**Problem to solve:** Please copy each of the entries below word for word.
- - -
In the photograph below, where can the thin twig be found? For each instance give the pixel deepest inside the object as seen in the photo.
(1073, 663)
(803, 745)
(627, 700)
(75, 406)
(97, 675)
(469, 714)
- - -
**Right answer:**
In the photograph below, where can the thin twig be found? For each instance give the pixel deepest inside the object as seen in the photo.
(1073, 663)
(803, 745)
(627, 700)
(75, 406)
(97, 675)
(469, 714)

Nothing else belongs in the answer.